§ **Raw records**
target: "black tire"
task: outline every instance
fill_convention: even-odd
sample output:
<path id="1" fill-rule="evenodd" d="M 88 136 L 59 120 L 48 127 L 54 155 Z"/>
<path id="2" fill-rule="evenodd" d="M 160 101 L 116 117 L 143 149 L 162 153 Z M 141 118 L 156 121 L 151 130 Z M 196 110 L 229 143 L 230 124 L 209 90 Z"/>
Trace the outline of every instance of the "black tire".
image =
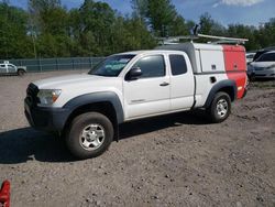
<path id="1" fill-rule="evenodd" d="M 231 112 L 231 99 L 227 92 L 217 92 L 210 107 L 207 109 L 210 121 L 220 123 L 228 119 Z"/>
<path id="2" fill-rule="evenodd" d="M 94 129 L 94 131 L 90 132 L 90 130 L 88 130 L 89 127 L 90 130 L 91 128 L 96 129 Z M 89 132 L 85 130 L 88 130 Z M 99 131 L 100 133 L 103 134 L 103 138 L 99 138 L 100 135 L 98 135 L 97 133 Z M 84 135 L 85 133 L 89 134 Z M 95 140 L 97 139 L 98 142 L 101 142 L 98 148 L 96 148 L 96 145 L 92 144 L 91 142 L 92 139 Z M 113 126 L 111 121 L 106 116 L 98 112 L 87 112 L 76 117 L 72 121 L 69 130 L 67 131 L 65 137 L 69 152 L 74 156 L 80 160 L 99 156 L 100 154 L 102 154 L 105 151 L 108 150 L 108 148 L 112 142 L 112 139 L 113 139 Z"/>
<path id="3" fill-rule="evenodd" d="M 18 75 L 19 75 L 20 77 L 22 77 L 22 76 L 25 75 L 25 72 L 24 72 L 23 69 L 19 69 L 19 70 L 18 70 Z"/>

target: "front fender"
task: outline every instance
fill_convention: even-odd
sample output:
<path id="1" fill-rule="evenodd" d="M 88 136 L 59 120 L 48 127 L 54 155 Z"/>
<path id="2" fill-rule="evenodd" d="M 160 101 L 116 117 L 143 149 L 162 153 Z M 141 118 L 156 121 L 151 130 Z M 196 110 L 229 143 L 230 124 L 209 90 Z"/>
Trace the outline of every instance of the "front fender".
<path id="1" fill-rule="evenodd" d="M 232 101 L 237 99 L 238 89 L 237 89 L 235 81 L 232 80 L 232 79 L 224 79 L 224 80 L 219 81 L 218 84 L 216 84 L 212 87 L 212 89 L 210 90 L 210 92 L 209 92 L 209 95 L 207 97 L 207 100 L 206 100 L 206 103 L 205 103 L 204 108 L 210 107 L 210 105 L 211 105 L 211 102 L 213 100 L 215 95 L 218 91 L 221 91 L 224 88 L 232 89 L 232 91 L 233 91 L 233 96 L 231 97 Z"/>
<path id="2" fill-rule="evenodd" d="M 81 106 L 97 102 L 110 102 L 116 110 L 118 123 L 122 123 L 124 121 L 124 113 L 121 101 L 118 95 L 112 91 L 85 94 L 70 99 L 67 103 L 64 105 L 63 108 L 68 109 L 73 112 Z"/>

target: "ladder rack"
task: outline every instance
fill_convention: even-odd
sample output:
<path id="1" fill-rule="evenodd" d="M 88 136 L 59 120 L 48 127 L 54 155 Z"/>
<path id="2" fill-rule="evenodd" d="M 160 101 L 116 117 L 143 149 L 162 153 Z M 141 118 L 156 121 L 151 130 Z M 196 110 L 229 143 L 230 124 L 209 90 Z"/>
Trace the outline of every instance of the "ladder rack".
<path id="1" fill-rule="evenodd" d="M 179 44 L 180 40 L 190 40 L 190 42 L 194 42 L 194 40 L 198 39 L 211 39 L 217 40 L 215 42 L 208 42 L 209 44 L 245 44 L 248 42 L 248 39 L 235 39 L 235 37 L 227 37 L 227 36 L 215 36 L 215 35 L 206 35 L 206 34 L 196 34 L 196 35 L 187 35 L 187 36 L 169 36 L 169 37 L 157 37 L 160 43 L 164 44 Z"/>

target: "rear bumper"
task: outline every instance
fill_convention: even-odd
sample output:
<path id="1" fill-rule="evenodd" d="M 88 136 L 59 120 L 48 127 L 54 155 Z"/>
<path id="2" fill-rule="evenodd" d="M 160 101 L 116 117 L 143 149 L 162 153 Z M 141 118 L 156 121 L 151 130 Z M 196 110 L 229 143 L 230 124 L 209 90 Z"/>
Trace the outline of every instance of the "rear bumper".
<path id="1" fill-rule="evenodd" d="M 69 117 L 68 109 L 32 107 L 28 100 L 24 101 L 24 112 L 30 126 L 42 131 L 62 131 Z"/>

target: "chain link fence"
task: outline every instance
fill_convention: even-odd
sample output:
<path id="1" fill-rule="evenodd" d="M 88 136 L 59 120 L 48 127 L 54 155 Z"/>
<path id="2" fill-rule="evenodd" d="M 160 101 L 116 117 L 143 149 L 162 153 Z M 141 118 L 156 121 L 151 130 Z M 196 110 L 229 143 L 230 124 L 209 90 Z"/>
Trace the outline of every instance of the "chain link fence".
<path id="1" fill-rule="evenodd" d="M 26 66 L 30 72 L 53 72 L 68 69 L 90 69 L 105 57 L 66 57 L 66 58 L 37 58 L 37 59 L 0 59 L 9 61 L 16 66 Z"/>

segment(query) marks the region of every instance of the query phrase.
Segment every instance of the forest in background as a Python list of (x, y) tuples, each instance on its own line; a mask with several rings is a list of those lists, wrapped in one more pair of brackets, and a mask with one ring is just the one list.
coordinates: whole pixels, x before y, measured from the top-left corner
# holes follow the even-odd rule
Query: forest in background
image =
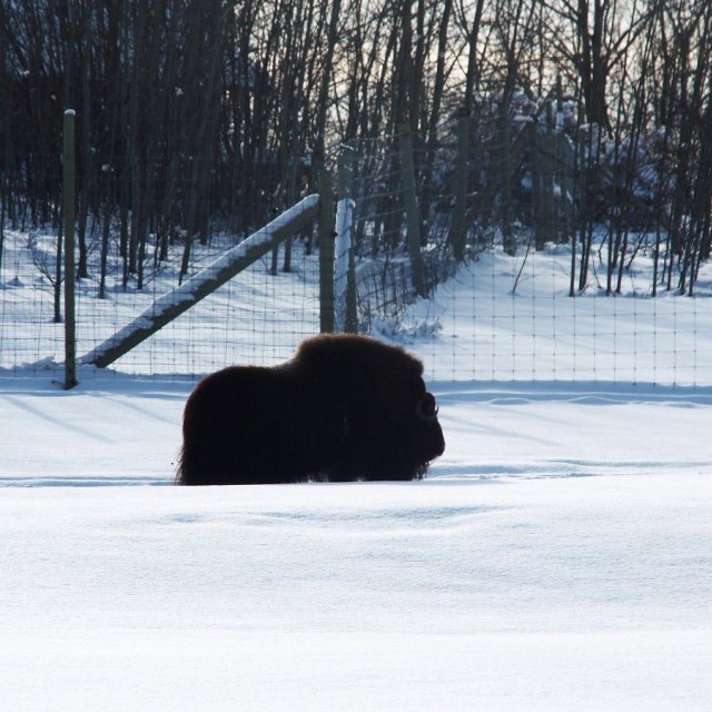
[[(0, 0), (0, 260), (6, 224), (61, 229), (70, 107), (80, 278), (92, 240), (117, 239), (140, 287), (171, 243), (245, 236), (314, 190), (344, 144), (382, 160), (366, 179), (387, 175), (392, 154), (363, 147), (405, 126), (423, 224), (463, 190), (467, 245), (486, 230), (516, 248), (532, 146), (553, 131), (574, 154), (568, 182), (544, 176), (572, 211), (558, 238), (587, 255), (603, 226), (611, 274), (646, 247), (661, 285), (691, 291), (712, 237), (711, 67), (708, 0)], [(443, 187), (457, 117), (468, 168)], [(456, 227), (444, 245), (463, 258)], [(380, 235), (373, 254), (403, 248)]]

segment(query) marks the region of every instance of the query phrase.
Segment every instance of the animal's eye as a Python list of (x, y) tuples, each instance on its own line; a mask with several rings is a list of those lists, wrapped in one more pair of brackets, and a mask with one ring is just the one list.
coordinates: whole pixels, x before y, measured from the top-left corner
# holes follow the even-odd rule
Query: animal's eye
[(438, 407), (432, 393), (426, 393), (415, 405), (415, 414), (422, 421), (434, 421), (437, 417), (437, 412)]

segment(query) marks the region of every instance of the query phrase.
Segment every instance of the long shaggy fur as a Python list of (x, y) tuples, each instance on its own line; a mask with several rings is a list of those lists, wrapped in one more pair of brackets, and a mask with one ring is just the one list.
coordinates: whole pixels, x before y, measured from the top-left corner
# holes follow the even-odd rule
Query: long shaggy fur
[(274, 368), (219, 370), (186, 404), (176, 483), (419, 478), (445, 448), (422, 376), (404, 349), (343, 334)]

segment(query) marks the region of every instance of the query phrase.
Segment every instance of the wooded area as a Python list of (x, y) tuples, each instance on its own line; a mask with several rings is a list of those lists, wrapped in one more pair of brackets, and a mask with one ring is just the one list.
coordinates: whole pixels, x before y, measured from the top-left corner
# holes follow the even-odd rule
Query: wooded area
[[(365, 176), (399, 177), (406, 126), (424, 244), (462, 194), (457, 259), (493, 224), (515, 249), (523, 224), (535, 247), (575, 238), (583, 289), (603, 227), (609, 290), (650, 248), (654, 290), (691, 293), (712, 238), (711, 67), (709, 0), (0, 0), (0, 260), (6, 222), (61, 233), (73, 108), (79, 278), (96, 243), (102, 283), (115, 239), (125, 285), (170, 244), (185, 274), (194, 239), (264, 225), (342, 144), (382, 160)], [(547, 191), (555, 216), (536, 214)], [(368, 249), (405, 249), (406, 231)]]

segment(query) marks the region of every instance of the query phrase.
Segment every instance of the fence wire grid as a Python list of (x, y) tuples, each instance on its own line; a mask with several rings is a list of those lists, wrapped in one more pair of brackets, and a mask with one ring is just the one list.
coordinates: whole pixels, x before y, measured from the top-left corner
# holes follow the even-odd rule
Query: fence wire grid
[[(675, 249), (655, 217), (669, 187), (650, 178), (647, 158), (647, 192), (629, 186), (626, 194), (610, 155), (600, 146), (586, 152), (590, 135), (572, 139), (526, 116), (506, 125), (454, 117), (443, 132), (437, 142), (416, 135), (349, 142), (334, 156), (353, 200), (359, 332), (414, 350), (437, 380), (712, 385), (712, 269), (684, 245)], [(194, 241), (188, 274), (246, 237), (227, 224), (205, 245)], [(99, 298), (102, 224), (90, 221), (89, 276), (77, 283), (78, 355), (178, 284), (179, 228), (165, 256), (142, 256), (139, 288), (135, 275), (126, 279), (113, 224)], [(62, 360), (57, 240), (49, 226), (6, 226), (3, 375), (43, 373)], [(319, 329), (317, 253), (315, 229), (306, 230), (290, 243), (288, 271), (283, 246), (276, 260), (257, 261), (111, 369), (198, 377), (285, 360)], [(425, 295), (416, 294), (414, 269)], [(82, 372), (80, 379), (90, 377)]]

---

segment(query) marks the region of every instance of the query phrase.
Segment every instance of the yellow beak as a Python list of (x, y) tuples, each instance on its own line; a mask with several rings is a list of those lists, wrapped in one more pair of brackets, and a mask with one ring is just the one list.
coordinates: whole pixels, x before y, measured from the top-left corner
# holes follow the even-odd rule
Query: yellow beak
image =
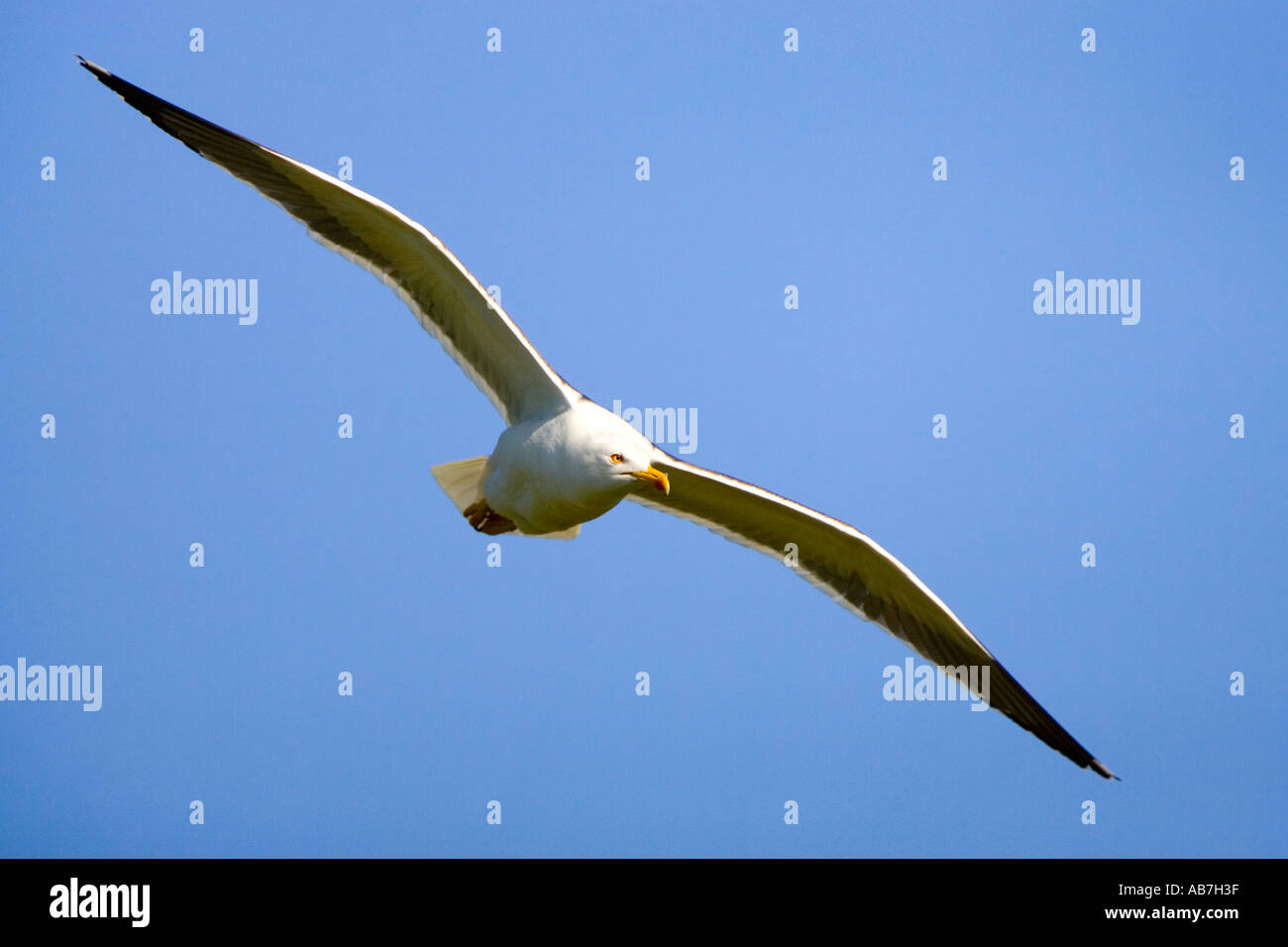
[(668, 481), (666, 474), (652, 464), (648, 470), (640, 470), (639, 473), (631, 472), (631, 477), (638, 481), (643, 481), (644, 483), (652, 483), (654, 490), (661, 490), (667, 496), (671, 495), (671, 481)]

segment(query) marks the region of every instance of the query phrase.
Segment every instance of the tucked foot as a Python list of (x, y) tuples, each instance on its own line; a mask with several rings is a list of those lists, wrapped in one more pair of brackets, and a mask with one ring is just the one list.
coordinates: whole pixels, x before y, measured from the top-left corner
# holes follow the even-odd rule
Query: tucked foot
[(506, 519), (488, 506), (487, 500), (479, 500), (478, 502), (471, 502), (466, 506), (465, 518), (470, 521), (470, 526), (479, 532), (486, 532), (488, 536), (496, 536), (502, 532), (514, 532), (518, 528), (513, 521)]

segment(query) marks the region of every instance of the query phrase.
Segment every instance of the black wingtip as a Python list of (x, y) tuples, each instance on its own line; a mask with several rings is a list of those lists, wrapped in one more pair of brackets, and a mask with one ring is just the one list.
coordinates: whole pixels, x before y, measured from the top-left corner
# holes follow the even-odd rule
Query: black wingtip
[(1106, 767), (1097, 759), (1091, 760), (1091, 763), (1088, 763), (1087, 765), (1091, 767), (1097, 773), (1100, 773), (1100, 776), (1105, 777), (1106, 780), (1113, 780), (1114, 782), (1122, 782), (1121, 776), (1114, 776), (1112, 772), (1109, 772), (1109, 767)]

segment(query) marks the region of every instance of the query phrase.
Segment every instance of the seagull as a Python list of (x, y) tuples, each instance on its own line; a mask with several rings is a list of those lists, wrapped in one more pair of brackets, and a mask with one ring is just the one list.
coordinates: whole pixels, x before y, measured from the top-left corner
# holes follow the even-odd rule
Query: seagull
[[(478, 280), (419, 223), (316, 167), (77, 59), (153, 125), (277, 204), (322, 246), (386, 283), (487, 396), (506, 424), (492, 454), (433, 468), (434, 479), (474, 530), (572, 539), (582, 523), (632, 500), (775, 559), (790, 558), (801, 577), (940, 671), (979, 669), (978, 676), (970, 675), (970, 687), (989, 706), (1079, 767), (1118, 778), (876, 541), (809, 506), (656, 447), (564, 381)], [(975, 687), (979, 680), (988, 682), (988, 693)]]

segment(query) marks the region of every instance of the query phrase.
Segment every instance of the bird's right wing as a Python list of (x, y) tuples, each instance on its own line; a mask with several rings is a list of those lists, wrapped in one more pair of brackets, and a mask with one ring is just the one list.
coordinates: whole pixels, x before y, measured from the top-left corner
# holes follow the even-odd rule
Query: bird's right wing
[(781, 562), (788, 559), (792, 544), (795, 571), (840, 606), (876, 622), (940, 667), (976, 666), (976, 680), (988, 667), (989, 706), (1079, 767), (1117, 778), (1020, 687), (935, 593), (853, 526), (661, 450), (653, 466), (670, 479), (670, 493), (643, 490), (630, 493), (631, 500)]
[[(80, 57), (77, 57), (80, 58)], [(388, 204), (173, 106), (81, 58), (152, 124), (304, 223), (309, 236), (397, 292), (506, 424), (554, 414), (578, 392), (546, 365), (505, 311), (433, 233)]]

§ **What is required**
Find every line in the records above that contains the string "right", and copy each of those lines in full.

§ **Finished task**
Segment every instance of the bird's right wing as a Python list of (x, y) tuples, each instance on its own line; a mask with several rings is a list of those lists, wrapped in one more pair of brackets, and a mask with one ring is just the one list.
Query: bird's right wing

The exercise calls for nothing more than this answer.